MATERIAL FOR THIS TASK
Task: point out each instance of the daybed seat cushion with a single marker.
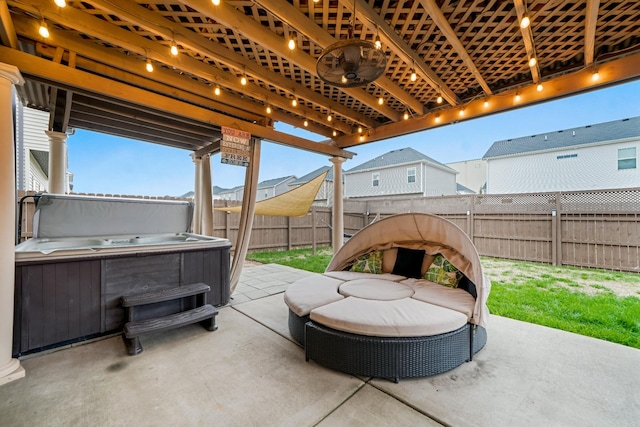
(398, 318)
(310, 292)
(353, 275)
(443, 296)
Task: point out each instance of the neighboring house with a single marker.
(273, 187)
(325, 193)
(32, 150)
(600, 156)
(472, 174)
(400, 172)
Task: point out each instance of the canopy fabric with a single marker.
(294, 202)
(432, 233)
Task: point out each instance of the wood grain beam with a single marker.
(157, 24)
(613, 72)
(590, 24)
(441, 22)
(368, 16)
(85, 82)
(146, 48)
(527, 39)
(290, 14)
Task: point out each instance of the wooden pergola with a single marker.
(178, 72)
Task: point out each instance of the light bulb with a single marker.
(43, 30)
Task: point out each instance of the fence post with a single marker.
(313, 230)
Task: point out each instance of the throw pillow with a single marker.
(409, 262)
(368, 263)
(443, 272)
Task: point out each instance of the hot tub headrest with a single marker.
(75, 216)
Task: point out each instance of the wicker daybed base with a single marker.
(386, 357)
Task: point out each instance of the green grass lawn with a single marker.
(596, 303)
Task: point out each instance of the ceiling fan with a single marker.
(351, 62)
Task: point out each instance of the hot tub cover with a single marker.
(60, 215)
(432, 233)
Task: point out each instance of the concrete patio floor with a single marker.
(251, 373)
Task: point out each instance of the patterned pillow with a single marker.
(368, 263)
(443, 272)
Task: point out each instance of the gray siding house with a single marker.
(400, 172)
(600, 156)
(324, 197)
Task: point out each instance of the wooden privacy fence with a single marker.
(595, 229)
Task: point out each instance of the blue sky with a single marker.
(106, 164)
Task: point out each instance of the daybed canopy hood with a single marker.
(420, 231)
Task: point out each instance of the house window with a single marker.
(627, 158)
(411, 175)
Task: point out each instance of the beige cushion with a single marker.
(433, 293)
(406, 317)
(382, 290)
(305, 294)
(353, 275)
(389, 260)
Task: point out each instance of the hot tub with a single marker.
(88, 252)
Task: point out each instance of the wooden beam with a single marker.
(290, 14)
(7, 32)
(527, 39)
(81, 81)
(373, 21)
(157, 24)
(611, 73)
(237, 21)
(590, 24)
(145, 48)
(441, 22)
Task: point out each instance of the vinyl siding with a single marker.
(580, 168)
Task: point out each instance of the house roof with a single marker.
(591, 134)
(275, 181)
(308, 177)
(398, 157)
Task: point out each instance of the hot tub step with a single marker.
(132, 330)
(164, 295)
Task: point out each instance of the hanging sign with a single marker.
(234, 147)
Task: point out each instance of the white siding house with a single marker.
(324, 197)
(601, 156)
(400, 172)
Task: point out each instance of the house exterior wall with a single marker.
(471, 173)
(581, 168)
(392, 181)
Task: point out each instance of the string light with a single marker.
(43, 30)
(292, 41)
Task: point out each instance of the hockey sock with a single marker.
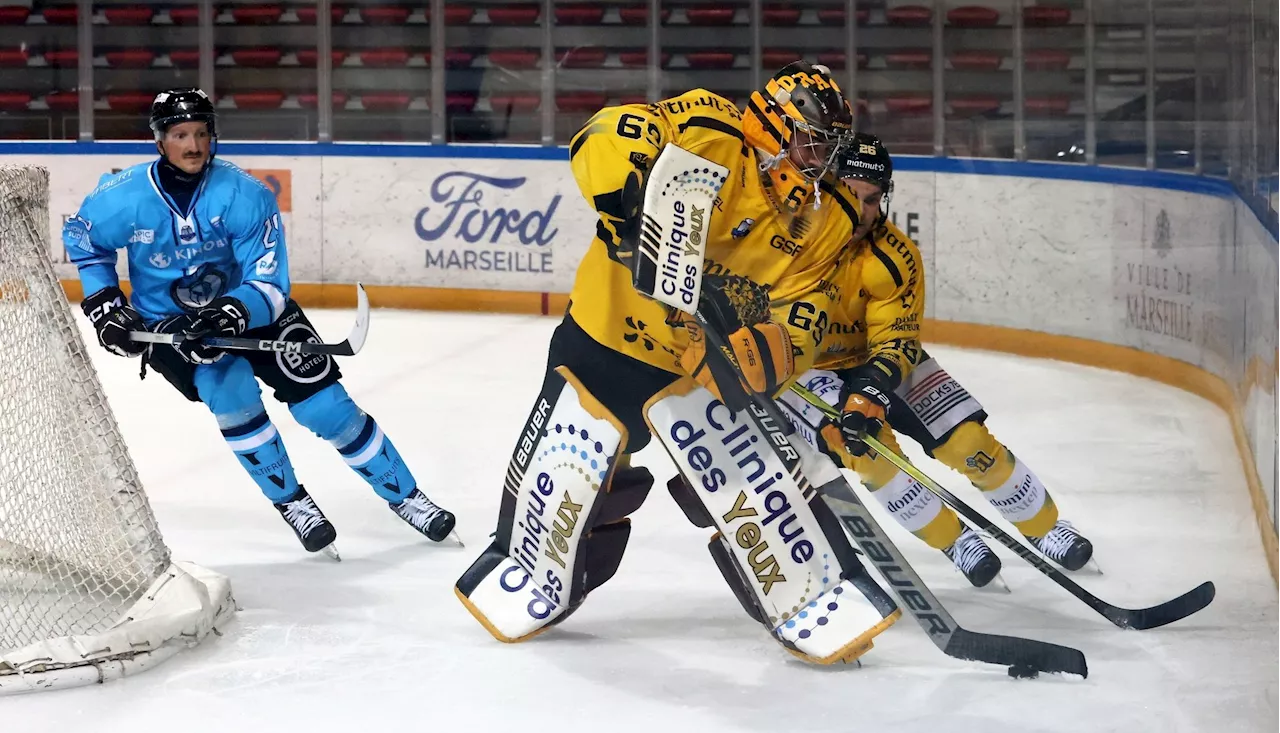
(914, 507)
(332, 415)
(261, 452)
(1004, 479)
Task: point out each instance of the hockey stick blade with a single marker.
(347, 348)
(1153, 617)
(918, 600)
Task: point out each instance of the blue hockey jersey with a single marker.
(231, 242)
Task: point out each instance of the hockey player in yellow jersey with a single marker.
(876, 370)
(776, 233)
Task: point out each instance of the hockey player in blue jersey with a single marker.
(206, 256)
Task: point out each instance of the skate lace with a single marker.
(1059, 540)
(419, 511)
(968, 550)
(304, 514)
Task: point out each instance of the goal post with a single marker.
(87, 587)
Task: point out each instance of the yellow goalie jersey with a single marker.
(746, 234)
(878, 323)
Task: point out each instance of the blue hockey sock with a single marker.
(261, 453)
(332, 415)
(373, 456)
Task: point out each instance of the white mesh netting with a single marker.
(80, 548)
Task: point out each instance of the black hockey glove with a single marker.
(864, 402)
(222, 317)
(113, 319)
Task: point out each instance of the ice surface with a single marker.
(378, 642)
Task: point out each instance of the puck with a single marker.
(1023, 672)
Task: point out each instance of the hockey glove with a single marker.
(113, 319)
(864, 401)
(222, 317)
(758, 349)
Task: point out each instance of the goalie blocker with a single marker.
(776, 543)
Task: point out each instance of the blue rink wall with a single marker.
(1165, 275)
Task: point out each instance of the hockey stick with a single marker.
(352, 344)
(1153, 617)
(1023, 656)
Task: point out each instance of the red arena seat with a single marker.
(10, 58)
(909, 15)
(974, 105)
(128, 14)
(453, 58)
(457, 14)
(256, 14)
(309, 58)
(309, 100)
(581, 58)
(63, 58)
(1047, 106)
(778, 58)
(909, 105)
(836, 15)
(385, 101)
(259, 100)
(909, 59)
(639, 14)
(513, 15)
(14, 101)
(579, 14)
(973, 17)
(976, 60)
(1042, 15)
(256, 56)
(460, 101)
(14, 15)
(129, 101)
(307, 14)
(780, 15)
(383, 58)
(513, 58)
(63, 101)
(711, 59)
(837, 60)
(515, 101)
(60, 14)
(580, 101)
(184, 15)
(1047, 59)
(709, 15)
(129, 58)
(385, 14)
(184, 58)
(636, 59)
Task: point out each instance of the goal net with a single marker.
(87, 587)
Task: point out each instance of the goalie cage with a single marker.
(87, 585)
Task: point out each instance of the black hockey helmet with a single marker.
(867, 159)
(181, 105)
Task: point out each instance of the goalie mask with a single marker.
(799, 124)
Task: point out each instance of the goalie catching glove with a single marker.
(758, 349)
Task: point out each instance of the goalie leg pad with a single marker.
(800, 572)
(557, 488)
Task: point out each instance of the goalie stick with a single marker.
(352, 344)
(1153, 617)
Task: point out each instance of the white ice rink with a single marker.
(379, 642)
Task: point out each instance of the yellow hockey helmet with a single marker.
(799, 124)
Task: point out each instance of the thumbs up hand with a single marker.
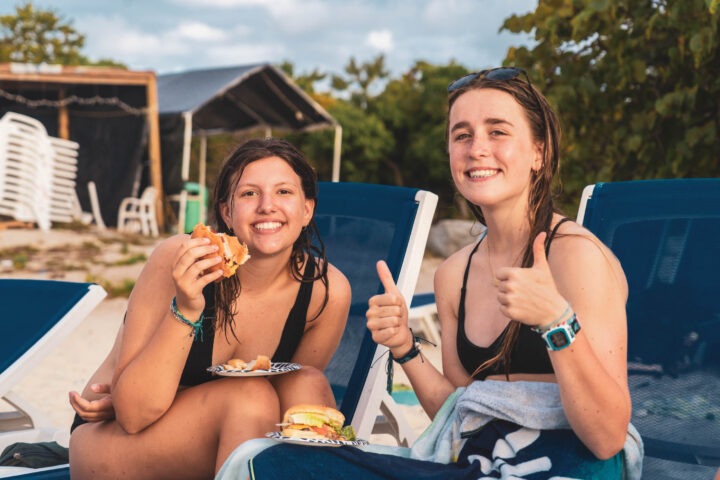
(387, 316)
(529, 295)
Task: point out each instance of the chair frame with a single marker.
(656, 448)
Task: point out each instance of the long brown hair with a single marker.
(545, 128)
(227, 180)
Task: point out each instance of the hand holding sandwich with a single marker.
(203, 258)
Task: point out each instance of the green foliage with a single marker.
(32, 35)
(636, 85)
(396, 137)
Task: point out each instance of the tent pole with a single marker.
(187, 139)
(63, 119)
(154, 149)
(201, 181)
(336, 153)
(185, 171)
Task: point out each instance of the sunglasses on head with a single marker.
(500, 73)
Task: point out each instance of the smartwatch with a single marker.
(561, 335)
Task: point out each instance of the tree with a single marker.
(40, 36)
(636, 84)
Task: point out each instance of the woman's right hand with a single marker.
(94, 410)
(188, 275)
(387, 317)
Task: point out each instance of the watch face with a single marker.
(559, 338)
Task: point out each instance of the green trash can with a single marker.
(192, 208)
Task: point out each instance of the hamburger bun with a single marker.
(236, 363)
(261, 363)
(233, 252)
(326, 414)
(315, 422)
(304, 433)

WORK REQUEST
Copy the data above word for word. Pictures stay out.

OUTPUT FOR THIS EXERCISE
Task: point out each instance of the daybed seat cushion with a single marker.
(398, 318)
(310, 292)
(353, 275)
(443, 296)
Task: point out each instance of the neighboring house with a single marker.
(273, 187)
(325, 193)
(32, 150)
(600, 156)
(472, 174)
(400, 172)
Task: point out each instance of the canopy fabric with a single marker.
(294, 202)
(432, 233)
Task: point out each instance of the wood grain beam with a single marker.
(157, 24)
(613, 72)
(590, 24)
(441, 22)
(368, 16)
(85, 82)
(146, 48)
(527, 39)
(290, 14)
Task: point out each instance of the wooden pergola with a single marker.
(178, 72)
Task: point out each instance of the light bulb with a single marker.
(43, 30)
Task: point out each instance of the fence post with a single marker.
(313, 230)
Task: point out each instance of the throw pillow with a single marker.
(409, 262)
(368, 263)
(443, 272)
Task: point out each instance of the hot tub headrest with a single marker.
(75, 216)
Task: point out each instance of the wicker daybed base with a single marker.
(386, 357)
Task: point out each instance of the green grass lawn with a single marker.
(596, 303)
Task: point out each instance of the ceiling fan with a single marker.
(351, 62)
Task: point out each instance of the hot tub cover with a single marker.
(60, 215)
(432, 233)
Task: point out each instance of the concrete patio floor with a single marker.
(251, 373)
Task: point out each instance of the patterned pillow with a single marker.
(368, 263)
(443, 272)
Task: point out each instance of the gray siding house with a single marker.
(400, 172)
(600, 156)
(324, 197)
Task: point out each instance of the wooden privacy fence with a single marker.
(595, 229)
Task: point out each instance of the blue sky with a single marker.
(106, 164)
Task: point out each instance of the daybed canopy hood with a single marker.
(420, 231)
Task: point out each instance of the house window with a single marker.
(627, 158)
(411, 175)
Task: point out each instance of the beige cushion with a single marker.
(433, 293)
(406, 317)
(382, 290)
(305, 294)
(353, 275)
(389, 260)
Task: point out each instance of the hot tub with a single marker.
(88, 252)
Task: point out each instance of the wooden beam with a single marker.
(290, 14)
(7, 32)
(527, 39)
(81, 81)
(373, 21)
(157, 24)
(611, 73)
(237, 21)
(590, 24)
(145, 48)
(441, 22)
Task: point out each instance of the vinyl siding with a single marker.
(580, 168)
Task: point out each instance of the house roof with a single marker.
(591, 134)
(275, 181)
(308, 177)
(398, 157)
Task: point out each instance of the hot tub step with a single marker.
(132, 330)
(164, 295)
Task: point out each instance of the hanging sign with a single marker.
(234, 147)
Task: point out each instance of the white siding house with a single marker.
(324, 197)
(601, 156)
(400, 172)
Task: point out each instance of the house exterior wall with a single marker.
(471, 173)
(581, 168)
(392, 181)
Task: point out each instance of the string light with a single marker.
(43, 30)
(292, 41)
Task: point out each instance of the hockey sock with a single marker.
(914, 507)
(332, 415)
(261, 452)
(1004, 479)
Task: point out each instance of the hockey stick blade with a single marker.
(347, 348)
(1153, 617)
(918, 600)
Task: point out each instance of the blue hockey jersey with a single marker.
(231, 242)
Task: point out each instance of the hockey player in yellow jersey with a single marker.
(876, 370)
(776, 233)
Task: point out each instance of the hockey player in blue jersey with a single marker.
(206, 256)
Task: point out each instance of the skate lace with a single marker.
(1059, 540)
(419, 511)
(968, 550)
(304, 514)
Task: point out each instance of the goal post with a single marker.
(87, 587)
Task: point out each instance of the yellow goalie jersey with a single marker.
(746, 234)
(878, 323)
Task: point out each instance of the blue hockey sock with a single marker.
(261, 453)
(332, 415)
(373, 456)
Task: point out each instance of the white mesh netting with a single marker.
(80, 548)
Task: point out each instance of the black hockey glove with a single marker.
(864, 402)
(222, 317)
(113, 319)
Task: point out each instance of the ice surface with a single marker.
(378, 642)
Task: point out each instance of the puck with a single marker.
(1023, 672)
Task: point out each instance of the hockey glove with a single marker.
(113, 319)
(864, 401)
(222, 317)
(758, 349)
Task: point out each instance of the goalie blocker with a single marker.
(776, 543)
Task: point out each instance of the blue rink wall with a single marker.
(1165, 275)
Task: point out each instance of the hockey stick with a single marker.
(352, 344)
(1153, 617)
(1023, 656)
Task: point out each instance of the red arena seat with a single marker.
(10, 58)
(909, 15)
(974, 105)
(128, 14)
(453, 58)
(457, 14)
(256, 14)
(309, 58)
(309, 100)
(581, 58)
(63, 58)
(1047, 106)
(778, 58)
(909, 105)
(836, 15)
(385, 101)
(259, 100)
(909, 59)
(639, 14)
(513, 15)
(14, 101)
(579, 14)
(973, 17)
(976, 60)
(1042, 15)
(256, 56)
(460, 101)
(14, 15)
(129, 101)
(307, 14)
(780, 15)
(383, 58)
(513, 58)
(63, 101)
(711, 59)
(837, 60)
(515, 101)
(60, 14)
(580, 101)
(184, 15)
(1047, 59)
(709, 15)
(129, 58)
(385, 14)
(184, 58)
(636, 59)
Task: point out each instance of the goal net with a single marker.
(87, 587)
Task: point out each instance of the goalie cage with a single marker.
(87, 585)
Task: point out each instance of the black hockey helmet with a single marker.
(867, 159)
(181, 105)
Task: point out each instance of the goalie mask with a single marker.
(799, 124)
Task: point out each instance of the goalie catching glove with a single marker.
(758, 349)
Task: point out each instance of the goalie leg pad with a single marker.
(800, 572)
(557, 488)
Task: point out each instance of the goalie stick with a single marker.
(352, 344)
(1153, 617)
Task: point out each instance of the white ice rink with a single marker.
(379, 642)
Task: point out each instance of the yellow hockey helmet with a single marker.
(799, 124)
Task: point out each instance of the thumbs up hand with a single marker.
(387, 316)
(529, 295)
Task: point out each instance of the chair frame with a single marker.
(656, 448)
Task: point out each instance of the long brown hair with a single marker.
(545, 128)
(227, 180)
Task: point out each instance of the hand holding sandwich with a single marker.
(203, 258)
Task: point out each instance of the green foliage with a single marker.
(32, 35)
(636, 85)
(396, 137)
Task: point out each instance of the tent pole with a single marker.
(187, 139)
(63, 119)
(154, 149)
(201, 181)
(336, 153)
(185, 171)
Task: point out each instance of the sunglasses on head with a single marker.
(500, 73)
Task: point out each instance of the smartwatch with a single marker.
(561, 335)
Task: point out each instance of the tree with a single marker.
(40, 36)
(636, 84)
Task: point out each instance of the woman's right hand with a single marker.
(94, 410)
(188, 275)
(387, 317)
Task: point out each instance of the watch face with a single marker.
(559, 338)
Task: point out each instance of the green trash can with a single marker.
(192, 208)
Task: point out each instance of the hamburger bun with a single marker.
(236, 363)
(261, 363)
(233, 252)
(326, 414)
(315, 422)
(304, 433)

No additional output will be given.